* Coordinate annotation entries
[START]

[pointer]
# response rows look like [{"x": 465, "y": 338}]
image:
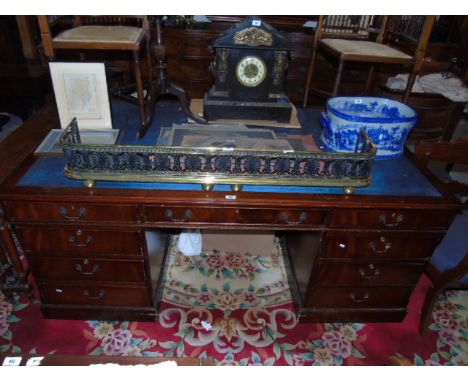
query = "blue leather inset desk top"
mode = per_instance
[{"x": 394, "y": 177}]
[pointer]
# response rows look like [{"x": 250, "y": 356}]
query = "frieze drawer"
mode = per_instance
[
  {"x": 94, "y": 295},
  {"x": 367, "y": 274},
  {"x": 77, "y": 240},
  {"x": 284, "y": 217},
  {"x": 178, "y": 214},
  {"x": 71, "y": 212},
  {"x": 392, "y": 219},
  {"x": 359, "y": 297},
  {"x": 383, "y": 245},
  {"x": 79, "y": 268}
]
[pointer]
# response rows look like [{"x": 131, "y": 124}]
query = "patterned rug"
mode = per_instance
[{"x": 237, "y": 309}]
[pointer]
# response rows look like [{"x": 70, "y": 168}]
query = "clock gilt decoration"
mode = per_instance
[{"x": 249, "y": 66}]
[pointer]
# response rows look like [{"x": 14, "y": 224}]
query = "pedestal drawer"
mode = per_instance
[
  {"x": 229, "y": 215},
  {"x": 367, "y": 274},
  {"x": 381, "y": 245},
  {"x": 58, "y": 241},
  {"x": 359, "y": 297},
  {"x": 392, "y": 219},
  {"x": 71, "y": 212},
  {"x": 94, "y": 295},
  {"x": 78, "y": 268}
]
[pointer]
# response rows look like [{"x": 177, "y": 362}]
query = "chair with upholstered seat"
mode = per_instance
[
  {"x": 87, "y": 34},
  {"x": 448, "y": 267},
  {"x": 349, "y": 39}
]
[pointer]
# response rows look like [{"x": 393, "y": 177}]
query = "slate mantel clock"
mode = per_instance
[{"x": 249, "y": 66}]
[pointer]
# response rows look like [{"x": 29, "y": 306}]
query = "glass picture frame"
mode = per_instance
[
  {"x": 81, "y": 92},
  {"x": 51, "y": 143}
]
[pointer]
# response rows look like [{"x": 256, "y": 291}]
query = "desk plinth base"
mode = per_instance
[{"x": 86, "y": 312}]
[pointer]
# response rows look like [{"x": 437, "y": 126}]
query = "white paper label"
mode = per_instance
[
  {"x": 11, "y": 361},
  {"x": 34, "y": 361}
]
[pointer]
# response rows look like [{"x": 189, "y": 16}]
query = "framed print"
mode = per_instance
[
  {"x": 81, "y": 91},
  {"x": 51, "y": 143}
]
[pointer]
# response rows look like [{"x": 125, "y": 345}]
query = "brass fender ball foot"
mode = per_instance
[
  {"x": 236, "y": 187},
  {"x": 89, "y": 183},
  {"x": 207, "y": 186}
]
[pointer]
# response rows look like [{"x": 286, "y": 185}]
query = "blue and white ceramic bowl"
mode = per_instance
[{"x": 386, "y": 121}]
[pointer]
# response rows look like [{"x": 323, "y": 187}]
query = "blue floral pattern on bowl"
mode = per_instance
[{"x": 386, "y": 121}]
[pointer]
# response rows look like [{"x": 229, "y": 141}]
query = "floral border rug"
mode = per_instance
[{"x": 236, "y": 308}]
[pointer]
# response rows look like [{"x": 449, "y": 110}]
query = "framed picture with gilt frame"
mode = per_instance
[{"x": 81, "y": 92}]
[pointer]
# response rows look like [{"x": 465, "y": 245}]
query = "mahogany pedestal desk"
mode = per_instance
[{"x": 349, "y": 257}]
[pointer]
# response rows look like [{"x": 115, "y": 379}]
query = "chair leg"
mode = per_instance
[
  {"x": 139, "y": 85},
  {"x": 442, "y": 282},
  {"x": 339, "y": 74},
  {"x": 309, "y": 77},
  {"x": 370, "y": 79},
  {"x": 409, "y": 86}
]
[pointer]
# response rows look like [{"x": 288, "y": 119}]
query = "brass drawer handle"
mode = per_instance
[
  {"x": 393, "y": 221},
  {"x": 373, "y": 272},
  {"x": 98, "y": 296},
  {"x": 75, "y": 239},
  {"x": 186, "y": 217},
  {"x": 359, "y": 300},
  {"x": 64, "y": 211},
  {"x": 80, "y": 268},
  {"x": 285, "y": 218},
  {"x": 385, "y": 246}
]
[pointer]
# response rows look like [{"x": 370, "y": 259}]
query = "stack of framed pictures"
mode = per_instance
[{"x": 80, "y": 92}]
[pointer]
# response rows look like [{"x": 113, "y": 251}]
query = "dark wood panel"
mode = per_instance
[
  {"x": 392, "y": 219},
  {"x": 351, "y": 315},
  {"x": 71, "y": 212},
  {"x": 94, "y": 295},
  {"x": 384, "y": 245},
  {"x": 82, "y": 268},
  {"x": 375, "y": 273},
  {"x": 358, "y": 297},
  {"x": 84, "y": 241}
]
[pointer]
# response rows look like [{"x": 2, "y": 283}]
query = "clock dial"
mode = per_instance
[{"x": 251, "y": 71}]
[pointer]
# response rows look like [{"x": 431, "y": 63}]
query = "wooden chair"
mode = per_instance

[END]

* WHAT YOU ARE ASKED TO DO
Which lines in the items above contain the string "with"? Extract each of those lines in full.

* ANSWER BELOW
query = "chair with upholstered seat"
query = "framed picture with gilt frame"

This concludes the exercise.